══ Page excerpt

Genes for local adaptation and speciation

Loci under selection should show allele frequency differences contrasting background variation. Directional selection on standing genetic variation at loci involved in local adaptation or speciation would result in a reduction of shared polymorphisms and increased divergence between populations/species. Over time, exclusive, high-frequency polymorphisms should accumulate compared to the random segregation of ancestral polymorphisms at selectively neutral loci (Excoffier 2004). The chances of detecting such signatures are maximised by sampling widely across the geographic range, assuming populations are differentially adapted due to selection driven by a number of factors including climate and biotic interactions.

Overall, we found more evidence for between- than within-taxon divergence. Such a result is expected under ecological speciation models for which barriers to gene flow evolve between populations and species as a result of ecologically based divergent selection (Rundle and Nosil 2005). Several loci showed evidence for selection in neutrality tests and both intra- and interspecific differentiation against the background genetic variation. In P. mugo and P. uliginosa, a total of five genes showed evidence of selection and intraspecific outlier patterns of variation. These included genes involved in cellular metabolism in both taxa, plus transport and signal transduction in P. mugo. However, none of the genes showing signatures of selection within taxa were common to all taxa. In other studies, evidence for molecular adaptation in both P. pinaster and P. halepensis was found at one gene (4-coumarate: CoA ligase), whilst more genes showed taxon-specific departures from neutrality (Grivet et al. 2011).

════

▶ [Exercise prompt]: Write out everything in the excerpt on genes for local adaptation and speciation from "Loci under selection" down to "and biotic interactions.".

══ Dataset entries

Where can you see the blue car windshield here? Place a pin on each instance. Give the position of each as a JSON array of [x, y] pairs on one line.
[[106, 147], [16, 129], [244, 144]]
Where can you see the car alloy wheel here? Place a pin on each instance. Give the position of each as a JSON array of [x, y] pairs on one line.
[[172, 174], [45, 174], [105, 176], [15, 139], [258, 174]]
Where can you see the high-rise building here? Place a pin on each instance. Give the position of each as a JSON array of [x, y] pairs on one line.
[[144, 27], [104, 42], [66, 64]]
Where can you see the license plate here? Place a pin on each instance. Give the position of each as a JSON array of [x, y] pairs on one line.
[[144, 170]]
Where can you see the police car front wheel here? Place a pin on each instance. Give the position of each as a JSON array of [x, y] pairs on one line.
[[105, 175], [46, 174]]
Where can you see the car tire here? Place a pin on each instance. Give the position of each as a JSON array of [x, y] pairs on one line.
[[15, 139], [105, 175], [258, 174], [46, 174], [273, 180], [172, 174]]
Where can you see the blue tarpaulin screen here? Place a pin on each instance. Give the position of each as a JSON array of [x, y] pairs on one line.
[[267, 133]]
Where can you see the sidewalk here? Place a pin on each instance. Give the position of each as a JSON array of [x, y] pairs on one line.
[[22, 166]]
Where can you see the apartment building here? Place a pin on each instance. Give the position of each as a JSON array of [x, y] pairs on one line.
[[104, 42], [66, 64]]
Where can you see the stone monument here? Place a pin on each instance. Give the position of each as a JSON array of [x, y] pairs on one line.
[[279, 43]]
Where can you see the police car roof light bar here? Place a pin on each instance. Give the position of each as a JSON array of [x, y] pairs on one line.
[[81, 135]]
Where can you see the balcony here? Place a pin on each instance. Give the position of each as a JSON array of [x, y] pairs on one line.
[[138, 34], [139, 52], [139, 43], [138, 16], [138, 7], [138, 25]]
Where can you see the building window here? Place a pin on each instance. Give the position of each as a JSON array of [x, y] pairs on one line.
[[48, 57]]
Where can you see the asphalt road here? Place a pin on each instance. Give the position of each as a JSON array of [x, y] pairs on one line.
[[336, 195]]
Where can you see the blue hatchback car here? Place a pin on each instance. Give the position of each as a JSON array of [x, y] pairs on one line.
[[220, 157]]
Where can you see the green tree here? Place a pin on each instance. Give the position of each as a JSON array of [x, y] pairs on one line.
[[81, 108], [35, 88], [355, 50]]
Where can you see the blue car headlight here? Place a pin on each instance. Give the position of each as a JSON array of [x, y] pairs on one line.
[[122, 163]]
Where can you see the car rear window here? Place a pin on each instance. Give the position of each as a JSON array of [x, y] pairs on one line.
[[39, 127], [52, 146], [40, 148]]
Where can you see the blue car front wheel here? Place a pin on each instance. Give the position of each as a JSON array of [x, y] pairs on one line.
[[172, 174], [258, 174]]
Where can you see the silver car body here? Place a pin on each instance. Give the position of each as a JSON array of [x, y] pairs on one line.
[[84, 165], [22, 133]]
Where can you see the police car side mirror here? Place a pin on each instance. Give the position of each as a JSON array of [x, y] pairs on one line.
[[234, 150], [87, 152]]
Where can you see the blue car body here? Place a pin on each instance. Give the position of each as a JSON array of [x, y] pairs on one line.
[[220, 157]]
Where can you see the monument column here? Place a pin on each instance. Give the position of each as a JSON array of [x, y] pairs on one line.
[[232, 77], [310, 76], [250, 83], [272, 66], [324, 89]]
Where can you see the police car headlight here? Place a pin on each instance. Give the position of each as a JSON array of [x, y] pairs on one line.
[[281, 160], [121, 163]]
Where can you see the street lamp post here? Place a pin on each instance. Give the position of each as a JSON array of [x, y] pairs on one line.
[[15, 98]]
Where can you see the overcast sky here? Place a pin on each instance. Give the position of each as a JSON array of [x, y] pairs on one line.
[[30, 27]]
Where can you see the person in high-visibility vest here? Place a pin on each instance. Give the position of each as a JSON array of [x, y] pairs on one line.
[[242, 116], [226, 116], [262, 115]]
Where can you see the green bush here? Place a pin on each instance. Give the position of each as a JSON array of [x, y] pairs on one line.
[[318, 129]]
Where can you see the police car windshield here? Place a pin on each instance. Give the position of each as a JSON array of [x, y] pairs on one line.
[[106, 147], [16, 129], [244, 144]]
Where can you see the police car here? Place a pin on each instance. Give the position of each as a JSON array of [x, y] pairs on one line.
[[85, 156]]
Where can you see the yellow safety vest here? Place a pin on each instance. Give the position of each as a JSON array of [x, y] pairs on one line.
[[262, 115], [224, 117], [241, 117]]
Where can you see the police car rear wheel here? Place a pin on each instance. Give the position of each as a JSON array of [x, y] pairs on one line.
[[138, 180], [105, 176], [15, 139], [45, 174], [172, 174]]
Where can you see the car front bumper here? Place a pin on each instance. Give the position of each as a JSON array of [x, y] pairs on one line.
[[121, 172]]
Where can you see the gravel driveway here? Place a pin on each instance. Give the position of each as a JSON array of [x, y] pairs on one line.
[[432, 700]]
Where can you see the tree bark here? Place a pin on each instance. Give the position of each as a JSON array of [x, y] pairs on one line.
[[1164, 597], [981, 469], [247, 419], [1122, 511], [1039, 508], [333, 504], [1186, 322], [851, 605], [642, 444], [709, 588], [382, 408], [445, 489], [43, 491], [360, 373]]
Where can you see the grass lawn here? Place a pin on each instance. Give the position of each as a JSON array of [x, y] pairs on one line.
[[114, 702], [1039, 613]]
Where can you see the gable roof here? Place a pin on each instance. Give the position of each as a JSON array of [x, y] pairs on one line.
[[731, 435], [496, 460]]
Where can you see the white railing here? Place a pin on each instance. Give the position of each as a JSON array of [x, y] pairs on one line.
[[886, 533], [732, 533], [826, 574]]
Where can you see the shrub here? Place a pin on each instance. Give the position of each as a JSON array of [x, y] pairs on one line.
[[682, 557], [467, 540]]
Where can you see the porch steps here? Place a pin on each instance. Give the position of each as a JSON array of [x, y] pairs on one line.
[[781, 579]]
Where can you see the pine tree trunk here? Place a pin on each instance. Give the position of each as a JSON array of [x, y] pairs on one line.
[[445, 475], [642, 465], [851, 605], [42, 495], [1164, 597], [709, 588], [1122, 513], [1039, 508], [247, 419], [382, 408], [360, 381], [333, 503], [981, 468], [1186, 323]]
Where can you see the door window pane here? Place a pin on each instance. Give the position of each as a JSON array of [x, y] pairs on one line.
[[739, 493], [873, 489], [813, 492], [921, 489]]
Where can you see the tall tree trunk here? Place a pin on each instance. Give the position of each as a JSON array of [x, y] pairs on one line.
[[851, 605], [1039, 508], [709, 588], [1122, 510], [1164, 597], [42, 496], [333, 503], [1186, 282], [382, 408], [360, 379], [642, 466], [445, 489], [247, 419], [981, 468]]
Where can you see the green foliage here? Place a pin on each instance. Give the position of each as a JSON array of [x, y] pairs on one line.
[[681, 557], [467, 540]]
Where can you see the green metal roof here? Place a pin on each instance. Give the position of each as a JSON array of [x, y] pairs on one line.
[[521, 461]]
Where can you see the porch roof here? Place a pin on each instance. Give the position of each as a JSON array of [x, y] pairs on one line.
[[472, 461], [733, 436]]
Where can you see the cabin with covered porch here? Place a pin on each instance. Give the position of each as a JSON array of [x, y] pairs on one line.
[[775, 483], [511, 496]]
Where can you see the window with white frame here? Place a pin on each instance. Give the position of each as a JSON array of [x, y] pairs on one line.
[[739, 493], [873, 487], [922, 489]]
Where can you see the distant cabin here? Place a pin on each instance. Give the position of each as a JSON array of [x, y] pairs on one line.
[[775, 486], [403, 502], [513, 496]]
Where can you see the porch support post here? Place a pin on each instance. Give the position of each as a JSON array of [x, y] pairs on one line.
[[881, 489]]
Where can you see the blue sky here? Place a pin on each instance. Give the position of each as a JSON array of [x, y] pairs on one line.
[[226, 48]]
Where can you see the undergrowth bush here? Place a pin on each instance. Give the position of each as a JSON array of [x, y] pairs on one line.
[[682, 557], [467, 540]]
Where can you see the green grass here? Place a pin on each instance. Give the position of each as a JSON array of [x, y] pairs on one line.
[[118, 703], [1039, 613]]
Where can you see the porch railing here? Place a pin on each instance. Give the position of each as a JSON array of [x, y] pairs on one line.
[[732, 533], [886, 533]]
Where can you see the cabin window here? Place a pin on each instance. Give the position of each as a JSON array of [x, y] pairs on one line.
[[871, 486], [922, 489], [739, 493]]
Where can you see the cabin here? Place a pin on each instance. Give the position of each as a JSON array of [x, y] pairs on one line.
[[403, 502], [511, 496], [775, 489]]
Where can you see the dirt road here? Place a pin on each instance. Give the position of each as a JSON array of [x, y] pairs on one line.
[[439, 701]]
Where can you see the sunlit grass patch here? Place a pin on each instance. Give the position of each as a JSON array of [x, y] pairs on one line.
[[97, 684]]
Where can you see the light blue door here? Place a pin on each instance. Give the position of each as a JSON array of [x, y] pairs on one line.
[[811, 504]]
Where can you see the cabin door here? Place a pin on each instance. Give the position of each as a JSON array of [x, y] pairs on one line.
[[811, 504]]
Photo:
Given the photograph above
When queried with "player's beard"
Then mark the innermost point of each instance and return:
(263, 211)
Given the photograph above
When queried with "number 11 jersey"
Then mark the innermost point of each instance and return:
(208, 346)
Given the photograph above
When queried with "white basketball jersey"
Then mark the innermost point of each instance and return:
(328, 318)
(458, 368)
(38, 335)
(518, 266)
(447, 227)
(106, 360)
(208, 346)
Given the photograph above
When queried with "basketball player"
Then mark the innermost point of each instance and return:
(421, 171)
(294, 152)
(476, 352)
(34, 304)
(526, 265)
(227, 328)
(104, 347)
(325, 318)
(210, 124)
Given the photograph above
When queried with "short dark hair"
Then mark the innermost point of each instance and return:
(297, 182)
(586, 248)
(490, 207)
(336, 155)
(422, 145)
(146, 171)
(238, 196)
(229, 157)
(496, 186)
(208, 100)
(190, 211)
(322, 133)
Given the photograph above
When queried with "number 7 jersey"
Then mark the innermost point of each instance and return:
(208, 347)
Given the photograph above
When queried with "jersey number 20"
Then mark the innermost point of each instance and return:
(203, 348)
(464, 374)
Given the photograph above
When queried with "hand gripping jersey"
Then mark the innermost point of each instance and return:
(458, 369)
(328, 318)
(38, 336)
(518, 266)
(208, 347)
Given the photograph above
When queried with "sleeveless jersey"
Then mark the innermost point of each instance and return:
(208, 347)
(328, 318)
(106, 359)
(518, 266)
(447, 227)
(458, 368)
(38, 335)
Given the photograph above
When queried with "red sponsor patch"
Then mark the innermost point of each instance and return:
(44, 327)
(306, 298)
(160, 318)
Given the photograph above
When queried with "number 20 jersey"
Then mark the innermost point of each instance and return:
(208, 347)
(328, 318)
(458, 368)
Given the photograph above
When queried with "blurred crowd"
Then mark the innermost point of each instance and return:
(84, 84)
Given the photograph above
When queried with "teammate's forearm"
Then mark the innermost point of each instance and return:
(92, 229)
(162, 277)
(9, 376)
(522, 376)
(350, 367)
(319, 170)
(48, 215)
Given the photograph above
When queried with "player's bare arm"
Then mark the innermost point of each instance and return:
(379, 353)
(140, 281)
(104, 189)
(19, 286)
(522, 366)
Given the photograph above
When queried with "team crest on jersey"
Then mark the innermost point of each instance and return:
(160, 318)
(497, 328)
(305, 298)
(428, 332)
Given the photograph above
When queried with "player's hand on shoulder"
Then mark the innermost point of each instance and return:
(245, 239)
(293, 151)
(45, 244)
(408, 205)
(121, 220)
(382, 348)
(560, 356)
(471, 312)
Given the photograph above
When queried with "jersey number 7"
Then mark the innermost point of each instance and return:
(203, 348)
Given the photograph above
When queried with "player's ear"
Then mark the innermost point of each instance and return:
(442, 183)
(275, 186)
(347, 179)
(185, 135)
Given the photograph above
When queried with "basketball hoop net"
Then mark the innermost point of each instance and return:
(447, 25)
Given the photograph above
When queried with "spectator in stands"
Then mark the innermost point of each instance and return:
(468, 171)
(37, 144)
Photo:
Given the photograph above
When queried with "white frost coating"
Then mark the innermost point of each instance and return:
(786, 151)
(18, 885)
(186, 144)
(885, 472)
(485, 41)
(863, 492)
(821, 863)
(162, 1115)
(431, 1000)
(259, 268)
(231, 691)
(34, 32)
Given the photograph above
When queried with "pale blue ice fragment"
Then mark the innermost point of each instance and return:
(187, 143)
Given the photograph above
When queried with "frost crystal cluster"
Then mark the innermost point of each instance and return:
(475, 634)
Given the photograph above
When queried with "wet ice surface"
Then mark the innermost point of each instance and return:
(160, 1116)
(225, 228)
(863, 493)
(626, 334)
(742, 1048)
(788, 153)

════

▶ [Response to the task]:
Loci under selection should show allele frequency differences contrasting background variation. Directional selection on standing genetic variation at loci involved in local adaptation or speciation would result in a reduction of shared polymorphisms and increased divergence between populations/species. Over time, exclusive, high-frequency polymorphisms should accumulate compared to the random segregation of ancestral polymorphisms at selectively neutral loci (Excoffier 2004). The chances of detecting such signatures are maximised by sampling widely across the geographic range, assuming populations are differentially adapted due to selection driven by a number of factors including climate and biotic interactions.